Exercise: Among the lines below, count those containing the word "background". Give the number only.

Supplied data: Begin

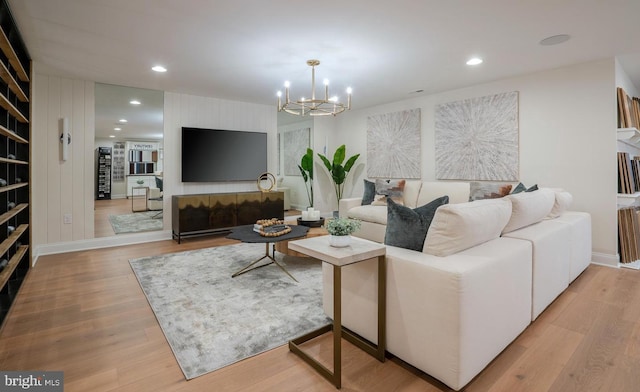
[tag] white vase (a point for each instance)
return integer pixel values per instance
(339, 241)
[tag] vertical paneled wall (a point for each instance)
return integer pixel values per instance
(62, 187)
(182, 110)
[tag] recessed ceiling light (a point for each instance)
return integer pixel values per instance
(555, 39)
(474, 61)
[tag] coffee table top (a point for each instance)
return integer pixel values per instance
(246, 234)
(319, 248)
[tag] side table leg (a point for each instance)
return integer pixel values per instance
(337, 326)
(382, 307)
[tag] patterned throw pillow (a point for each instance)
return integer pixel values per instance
(369, 192)
(522, 188)
(488, 190)
(393, 189)
(406, 227)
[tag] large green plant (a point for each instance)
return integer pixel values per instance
(337, 171)
(306, 169)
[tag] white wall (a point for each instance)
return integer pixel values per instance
(296, 184)
(181, 110)
(567, 128)
(567, 121)
(59, 187)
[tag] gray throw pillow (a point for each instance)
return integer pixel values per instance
(369, 192)
(407, 227)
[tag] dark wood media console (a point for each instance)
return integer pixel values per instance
(212, 213)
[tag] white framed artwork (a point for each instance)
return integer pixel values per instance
(477, 139)
(394, 145)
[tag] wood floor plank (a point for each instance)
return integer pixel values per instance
(537, 369)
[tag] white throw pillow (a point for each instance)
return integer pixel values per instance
(456, 227)
(529, 208)
(562, 203)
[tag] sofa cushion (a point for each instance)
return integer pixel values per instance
(375, 214)
(561, 204)
(407, 227)
(456, 227)
(488, 190)
(458, 192)
(369, 192)
(529, 208)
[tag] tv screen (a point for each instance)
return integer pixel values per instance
(215, 155)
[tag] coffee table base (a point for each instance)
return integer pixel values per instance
(266, 256)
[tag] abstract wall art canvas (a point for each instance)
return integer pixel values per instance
(294, 146)
(393, 145)
(477, 139)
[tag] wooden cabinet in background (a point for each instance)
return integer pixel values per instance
(218, 212)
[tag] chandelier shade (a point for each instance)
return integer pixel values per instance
(313, 106)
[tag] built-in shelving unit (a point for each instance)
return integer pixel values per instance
(629, 136)
(15, 158)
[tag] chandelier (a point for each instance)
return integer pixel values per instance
(313, 106)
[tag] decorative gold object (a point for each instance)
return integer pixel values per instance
(270, 178)
(314, 106)
(273, 227)
(269, 222)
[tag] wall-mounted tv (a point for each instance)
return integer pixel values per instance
(216, 155)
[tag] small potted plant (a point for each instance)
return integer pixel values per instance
(340, 230)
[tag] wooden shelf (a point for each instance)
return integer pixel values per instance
(13, 85)
(12, 135)
(12, 212)
(13, 263)
(629, 136)
(8, 50)
(628, 199)
(4, 102)
(13, 186)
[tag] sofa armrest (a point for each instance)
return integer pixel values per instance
(346, 204)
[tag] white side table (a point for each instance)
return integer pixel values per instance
(358, 251)
(139, 196)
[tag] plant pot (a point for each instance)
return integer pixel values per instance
(339, 241)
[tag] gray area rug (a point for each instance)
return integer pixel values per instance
(136, 222)
(212, 320)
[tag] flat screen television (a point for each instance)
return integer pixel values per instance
(216, 155)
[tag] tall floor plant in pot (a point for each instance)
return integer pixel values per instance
(336, 169)
(306, 169)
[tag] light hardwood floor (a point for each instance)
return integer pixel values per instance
(85, 314)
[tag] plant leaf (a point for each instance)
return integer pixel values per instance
(304, 174)
(326, 162)
(350, 162)
(338, 174)
(338, 156)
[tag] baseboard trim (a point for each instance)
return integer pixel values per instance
(605, 259)
(97, 243)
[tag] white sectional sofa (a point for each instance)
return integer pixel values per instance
(488, 268)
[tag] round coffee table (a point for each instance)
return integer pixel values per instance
(247, 234)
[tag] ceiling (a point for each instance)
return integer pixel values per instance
(385, 50)
(144, 121)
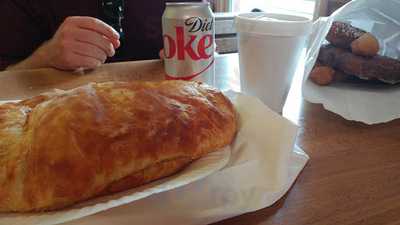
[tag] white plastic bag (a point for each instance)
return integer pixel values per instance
(366, 103)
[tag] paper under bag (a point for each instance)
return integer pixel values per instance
(370, 104)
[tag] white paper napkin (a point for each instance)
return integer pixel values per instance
(262, 167)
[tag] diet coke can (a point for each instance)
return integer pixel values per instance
(188, 34)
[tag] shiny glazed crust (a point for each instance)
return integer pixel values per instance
(64, 147)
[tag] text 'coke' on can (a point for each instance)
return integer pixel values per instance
(188, 34)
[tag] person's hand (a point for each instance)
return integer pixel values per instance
(80, 42)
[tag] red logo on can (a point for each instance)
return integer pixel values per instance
(197, 43)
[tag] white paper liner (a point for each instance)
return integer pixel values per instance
(366, 103)
(195, 171)
(262, 167)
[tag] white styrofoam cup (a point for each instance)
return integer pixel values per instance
(270, 46)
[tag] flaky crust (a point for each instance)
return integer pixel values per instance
(64, 147)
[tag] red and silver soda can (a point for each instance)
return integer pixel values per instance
(188, 33)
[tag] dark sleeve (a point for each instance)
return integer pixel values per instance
(22, 31)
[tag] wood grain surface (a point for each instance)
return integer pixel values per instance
(352, 178)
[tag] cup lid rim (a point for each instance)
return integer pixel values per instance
(273, 24)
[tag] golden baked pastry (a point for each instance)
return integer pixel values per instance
(64, 147)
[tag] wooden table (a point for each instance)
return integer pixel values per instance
(353, 176)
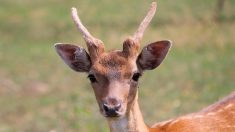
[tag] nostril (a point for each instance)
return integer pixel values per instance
(117, 107)
(106, 107)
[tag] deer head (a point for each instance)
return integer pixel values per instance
(114, 75)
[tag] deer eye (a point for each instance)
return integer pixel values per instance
(136, 76)
(92, 78)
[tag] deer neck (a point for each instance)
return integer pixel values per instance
(131, 122)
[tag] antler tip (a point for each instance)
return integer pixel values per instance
(154, 4)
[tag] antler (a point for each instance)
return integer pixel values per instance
(95, 46)
(132, 44)
(144, 24)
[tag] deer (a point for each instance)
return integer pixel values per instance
(114, 76)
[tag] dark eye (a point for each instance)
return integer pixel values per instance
(136, 76)
(92, 78)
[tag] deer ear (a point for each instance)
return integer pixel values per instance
(74, 56)
(153, 54)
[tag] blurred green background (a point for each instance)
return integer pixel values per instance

Supplied data: End

Result: 2